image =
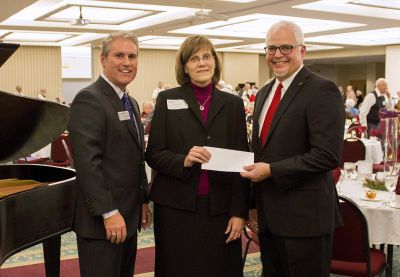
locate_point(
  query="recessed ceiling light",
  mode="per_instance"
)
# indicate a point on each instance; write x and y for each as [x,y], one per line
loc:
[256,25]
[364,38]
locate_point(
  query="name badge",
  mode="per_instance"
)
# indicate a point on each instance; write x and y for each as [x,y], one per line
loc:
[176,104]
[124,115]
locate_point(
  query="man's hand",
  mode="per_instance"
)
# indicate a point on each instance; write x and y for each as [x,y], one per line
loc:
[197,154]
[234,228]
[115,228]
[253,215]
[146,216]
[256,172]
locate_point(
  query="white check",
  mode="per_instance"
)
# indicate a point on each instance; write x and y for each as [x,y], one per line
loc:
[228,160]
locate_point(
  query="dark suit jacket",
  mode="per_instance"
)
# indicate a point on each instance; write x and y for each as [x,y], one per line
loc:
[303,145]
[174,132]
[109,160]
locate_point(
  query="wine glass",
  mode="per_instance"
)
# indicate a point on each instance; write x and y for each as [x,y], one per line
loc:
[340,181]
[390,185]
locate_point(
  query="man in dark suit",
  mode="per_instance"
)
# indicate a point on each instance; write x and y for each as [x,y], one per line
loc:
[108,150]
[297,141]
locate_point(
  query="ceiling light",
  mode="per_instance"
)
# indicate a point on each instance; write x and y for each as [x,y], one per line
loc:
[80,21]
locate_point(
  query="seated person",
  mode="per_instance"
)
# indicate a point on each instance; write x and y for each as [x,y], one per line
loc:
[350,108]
---
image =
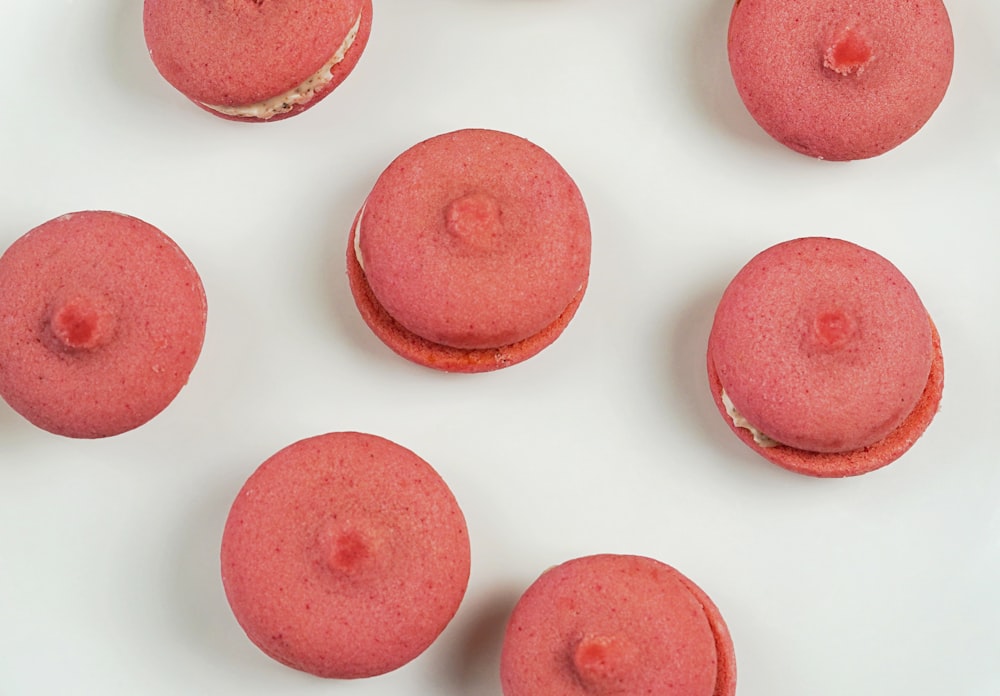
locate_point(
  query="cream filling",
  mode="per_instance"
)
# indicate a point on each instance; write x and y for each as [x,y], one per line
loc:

**TASK REQUIREMENTS**. Extract every line of the data above that contains the word "query", treating uppercase and lowercase as different.

**TASK RESULT**.
  query="recessed ceiling light",
  query="name badge",
  query="man's hand",
  query="white check",
  query="dark suit jacket",
  query="wine glass",
  query="man in dark suit",
  query="ceiling light",
  query="seated person",
  query="cream filling",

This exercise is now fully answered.